* Directions for this task: Each line of the data that includes "metal" must be copied.

* Data excerpts:
= = = = = = =

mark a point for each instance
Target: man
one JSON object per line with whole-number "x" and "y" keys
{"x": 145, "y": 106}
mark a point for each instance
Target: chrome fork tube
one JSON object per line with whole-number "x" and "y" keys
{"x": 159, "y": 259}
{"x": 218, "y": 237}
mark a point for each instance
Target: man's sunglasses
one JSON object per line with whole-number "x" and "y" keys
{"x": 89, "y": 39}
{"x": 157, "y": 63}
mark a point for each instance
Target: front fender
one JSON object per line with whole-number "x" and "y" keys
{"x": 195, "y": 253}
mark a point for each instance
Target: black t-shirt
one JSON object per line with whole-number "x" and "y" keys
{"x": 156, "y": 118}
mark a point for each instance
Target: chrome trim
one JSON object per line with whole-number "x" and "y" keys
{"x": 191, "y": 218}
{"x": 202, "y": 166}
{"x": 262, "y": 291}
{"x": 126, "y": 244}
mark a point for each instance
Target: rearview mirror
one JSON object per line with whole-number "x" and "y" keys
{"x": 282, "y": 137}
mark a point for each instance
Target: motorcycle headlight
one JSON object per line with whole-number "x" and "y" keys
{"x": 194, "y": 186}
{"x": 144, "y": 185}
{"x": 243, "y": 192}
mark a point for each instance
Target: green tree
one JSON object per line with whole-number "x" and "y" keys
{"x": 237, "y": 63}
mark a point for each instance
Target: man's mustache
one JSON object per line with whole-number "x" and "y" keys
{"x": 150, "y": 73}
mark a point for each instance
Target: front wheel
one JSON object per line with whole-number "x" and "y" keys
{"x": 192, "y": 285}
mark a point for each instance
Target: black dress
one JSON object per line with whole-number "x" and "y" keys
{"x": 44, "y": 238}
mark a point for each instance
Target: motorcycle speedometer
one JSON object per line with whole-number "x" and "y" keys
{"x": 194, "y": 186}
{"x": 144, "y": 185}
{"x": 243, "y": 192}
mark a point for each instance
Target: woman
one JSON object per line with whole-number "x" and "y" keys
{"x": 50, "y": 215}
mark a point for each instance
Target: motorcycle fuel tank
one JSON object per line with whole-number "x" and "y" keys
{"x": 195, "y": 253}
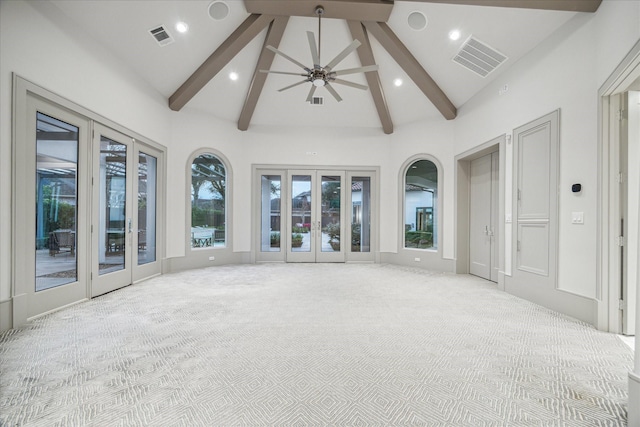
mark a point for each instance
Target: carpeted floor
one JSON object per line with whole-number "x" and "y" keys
{"x": 314, "y": 344}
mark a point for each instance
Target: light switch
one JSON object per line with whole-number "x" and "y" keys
{"x": 577, "y": 217}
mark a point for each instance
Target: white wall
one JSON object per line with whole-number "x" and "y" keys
{"x": 289, "y": 146}
{"x": 564, "y": 72}
{"x": 49, "y": 52}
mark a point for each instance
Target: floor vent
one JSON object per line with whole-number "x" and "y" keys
{"x": 478, "y": 57}
{"x": 161, "y": 35}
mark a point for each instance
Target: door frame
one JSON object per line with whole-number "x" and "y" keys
{"x": 462, "y": 185}
{"x": 22, "y": 90}
{"x": 283, "y": 169}
{"x": 608, "y": 210}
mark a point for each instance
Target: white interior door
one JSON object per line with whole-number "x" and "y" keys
{"x": 536, "y": 198}
{"x": 483, "y": 217}
{"x": 480, "y": 224}
{"x": 113, "y": 222}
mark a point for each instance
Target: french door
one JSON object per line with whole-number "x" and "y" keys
{"x": 314, "y": 215}
{"x": 52, "y": 201}
{"x": 124, "y": 211}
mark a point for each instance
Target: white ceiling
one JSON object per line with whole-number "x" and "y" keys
{"x": 122, "y": 27}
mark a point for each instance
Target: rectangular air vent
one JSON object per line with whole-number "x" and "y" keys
{"x": 479, "y": 57}
{"x": 161, "y": 35}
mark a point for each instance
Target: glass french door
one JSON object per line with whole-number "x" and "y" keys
{"x": 361, "y": 202}
{"x": 113, "y": 210}
{"x": 316, "y": 216}
{"x": 124, "y": 211}
{"x": 50, "y": 239}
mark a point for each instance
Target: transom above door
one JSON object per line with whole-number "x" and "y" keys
{"x": 313, "y": 215}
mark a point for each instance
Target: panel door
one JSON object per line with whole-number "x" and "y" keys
{"x": 536, "y": 194}
{"x": 480, "y": 239}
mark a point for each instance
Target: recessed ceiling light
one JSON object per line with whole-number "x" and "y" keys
{"x": 417, "y": 21}
{"x": 218, "y": 10}
{"x": 182, "y": 27}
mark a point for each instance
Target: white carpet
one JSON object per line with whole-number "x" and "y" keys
{"x": 315, "y": 344}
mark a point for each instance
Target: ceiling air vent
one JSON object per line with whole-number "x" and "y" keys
{"x": 478, "y": 57}
{"x": 161, "y": 35}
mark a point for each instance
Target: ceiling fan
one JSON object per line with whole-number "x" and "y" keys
{"x": 318, "y": 75}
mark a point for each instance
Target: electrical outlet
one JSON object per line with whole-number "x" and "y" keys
{"x": 577, "y": 217}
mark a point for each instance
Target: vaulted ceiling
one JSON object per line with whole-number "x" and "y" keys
{"x": 193, "y": 71}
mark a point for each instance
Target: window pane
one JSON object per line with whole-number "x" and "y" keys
{"x": 270, "y": 213}
{"x": 113, "y": 196}
{"x": 301, "y": 213}
{"x": 208, "y": 195}
{"x": 147, "y": 180}
{"x": 421, "y": 195}
{"x": 56, "y": 202}
{"x": 360, "y": 214}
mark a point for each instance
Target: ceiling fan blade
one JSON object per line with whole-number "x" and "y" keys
{"x": 350, "y": 84}
{"x": 311, "y": 92}
{"x": 293, "y": 85}
{"x": 285, "y": 56}
{"x": 283, "y": 72}
{"x": 347, "y": 50}
{"x": 364, "y": 69}
{"x": 333, "y": 92}
{"x": 314, "y": 50}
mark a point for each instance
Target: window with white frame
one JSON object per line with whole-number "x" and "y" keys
{"x": 420, "y": 205}
{"x": 208, "y": 201}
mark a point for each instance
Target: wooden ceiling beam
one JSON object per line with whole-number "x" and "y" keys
{"x": 363, "y": 10}
{"x": 365, "y": 53}
{"x": 246, "y": 32}
{"x": 565, "y": 5}
{"x": 274, "y": 36}
{"x": 412, "y": 67}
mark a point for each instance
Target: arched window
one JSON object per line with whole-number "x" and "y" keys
{"x": 421, "y": 205}
{"x": 208, "y": 202}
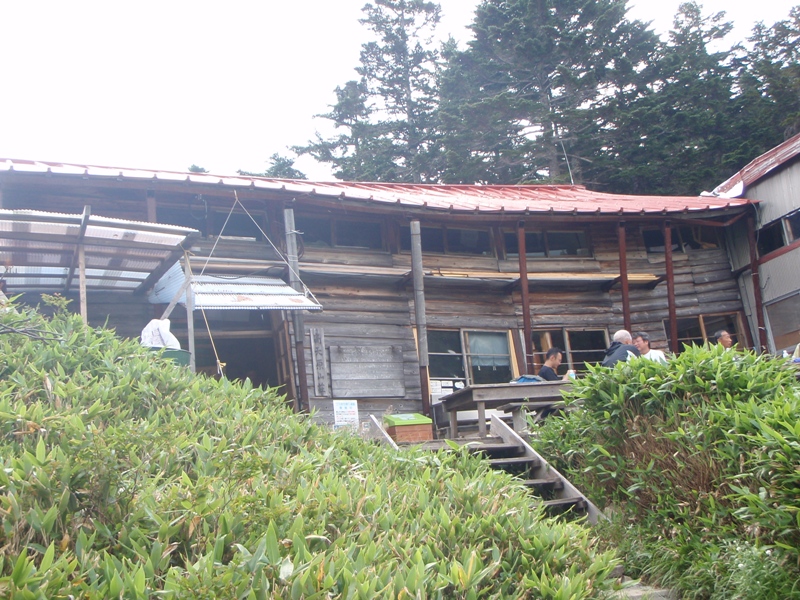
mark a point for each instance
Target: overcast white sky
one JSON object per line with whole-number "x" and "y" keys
{"x": 166, "y": 84}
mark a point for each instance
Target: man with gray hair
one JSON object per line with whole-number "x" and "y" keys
{"x": 620, "y": 349}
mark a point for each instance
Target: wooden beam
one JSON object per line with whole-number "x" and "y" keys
{"x": 526, "y": 299}
{"x": 761, "y": 345}
{"x": 302, "y": 402}
{"x": 166, "y": 264}
{"x": 673, "y": 317}
{"x": 418, "y": 277}
{"x": 87, "y": 212}
{"x": 187, "y": 270}
{"x": 623, "y": 275}
{"x": 82, "y": 284}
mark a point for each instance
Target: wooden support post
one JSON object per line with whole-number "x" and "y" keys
{"x": 302, "y": 402}
{"x": 761, "y": 335}
{"x": 673, "y": 318}
{"x": 82, "y": 283}
{"x": 526, "y": 300}
{"x": 623, "y": 275}
{"x": 187, "y": 271}
{"x": 152, "y": 216}
{"x": 419, "y": 315}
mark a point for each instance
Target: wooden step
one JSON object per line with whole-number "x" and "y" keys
{"x": 572, "y": 501}
{"x": 551, "y": 483}
{"x": 499, "y": 463}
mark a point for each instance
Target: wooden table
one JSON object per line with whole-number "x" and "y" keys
{"x": 495, "y": 395}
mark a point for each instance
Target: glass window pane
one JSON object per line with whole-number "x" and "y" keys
{"x": 567, "y": 243}
{"x": 359, "y": 234}
{"x": 432, "y": 239}
{"x": 784, "y": 322}
{"x": 316, "y": 231}
{"x": 689, "y": 331}
{"x": 770, "y": 238}
{"x": 793, "y": 222}
{"x": 534, "y": 244}
{"x": 444, "y": 341}
{"x": 469, "y": 241}
{"x": 714, "y": 323}
{"x": 488, "y": 348}
{"x": 446, "y": 366}
{"x": 495, "y": 374}
{"x": 654, "y": 240}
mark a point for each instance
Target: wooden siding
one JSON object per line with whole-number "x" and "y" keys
{"x": 779, "y": 193}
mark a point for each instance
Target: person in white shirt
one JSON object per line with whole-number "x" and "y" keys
{"x": 642, "y": 342}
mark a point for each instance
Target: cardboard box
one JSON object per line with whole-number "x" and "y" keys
{"x": 411, "y": 427}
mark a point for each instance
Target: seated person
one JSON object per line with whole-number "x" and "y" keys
{"x": 642, "y": 342}
{"x": 724, "y": 339}
{"x": 620, "y": 349}
{"x": 552, "y": 362}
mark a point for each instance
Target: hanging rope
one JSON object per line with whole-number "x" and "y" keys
{"x": 306, "y": 291}
{"x": 220, "y": 364}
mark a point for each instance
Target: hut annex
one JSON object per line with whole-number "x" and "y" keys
{"x": 771, "y": 290}
{"x": 405, "y": 292}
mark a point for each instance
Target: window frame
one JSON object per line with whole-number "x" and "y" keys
{"x": 568, "y": 361}
{"x": 333, "y": 221}
{"x": 443, "y": 229}
{"x": 740, "y": 334}
{"x": 545, "y": 237}
{"x": 680, "y": 233}
{"x": 466, "y": 355}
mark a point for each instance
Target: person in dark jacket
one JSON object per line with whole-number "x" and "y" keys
{"x": 620, "y": 349}
{"x": 552, "y": 362}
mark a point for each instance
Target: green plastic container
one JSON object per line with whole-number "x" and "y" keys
{"x": 179, "y": 356}
{"x": 406, "y": 419}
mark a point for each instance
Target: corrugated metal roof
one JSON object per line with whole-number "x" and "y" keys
{"x": 736, "y": 185}
{"x": 564, "y": 199}
{"x": 231, "y": 293}
{"x": 38, "y": 250}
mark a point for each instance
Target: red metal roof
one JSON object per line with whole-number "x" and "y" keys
{"x": 512, "y": 199}
{"x": 757, "y": 168}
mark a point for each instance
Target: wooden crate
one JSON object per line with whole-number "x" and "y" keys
{"x": 410, "y": 433}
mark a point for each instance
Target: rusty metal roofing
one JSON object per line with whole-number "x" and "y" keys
{"x": 735, "y": 186}
{"x": 230, "y": 293}
{"x": 481, "y": 199}
{"x": 39, "y": 250}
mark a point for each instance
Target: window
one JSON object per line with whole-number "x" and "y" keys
{"x": 580, "y": 346}
{"x": 682, "y": 238}
{"x": 462, "y": 357}
{"x": 699, "y": 329}
{"x": 548, "y": 244}
{"x": 450, "y": 240}
{"x": 770, "y": 238}
{"x": 793, "y": 226}
{"x": 784, "y": 322}
{"x": 323, "y": 232}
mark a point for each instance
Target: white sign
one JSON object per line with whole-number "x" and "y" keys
{"x": 345, "y": 413}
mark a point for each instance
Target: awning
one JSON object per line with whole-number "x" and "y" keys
{"x": 231, "y": 293}
{"x": 39, "y": 251}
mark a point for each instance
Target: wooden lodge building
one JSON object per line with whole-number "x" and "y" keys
{"x": 487, "y": 277}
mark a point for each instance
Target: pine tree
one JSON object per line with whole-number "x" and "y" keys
{"x": 386, "y": 117}
{"x": 528, "y": 90}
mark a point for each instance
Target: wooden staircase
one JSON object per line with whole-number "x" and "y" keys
{"x": 506, "y": 450}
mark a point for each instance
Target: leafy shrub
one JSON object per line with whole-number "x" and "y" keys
{"x": 128, "y": 477}
{"x": 692, "y": 459}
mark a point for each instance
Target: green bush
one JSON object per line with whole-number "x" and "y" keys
{"x": 126, "y": 476}
{"x": 692, "y": 460}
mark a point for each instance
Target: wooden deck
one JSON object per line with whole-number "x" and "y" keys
{"x": 514, "y": 396}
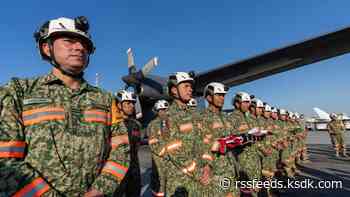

= = = = = = =

* Your solution:
Target: corrugated metal roof
Target: red metal roof
Target: rusty metal roofing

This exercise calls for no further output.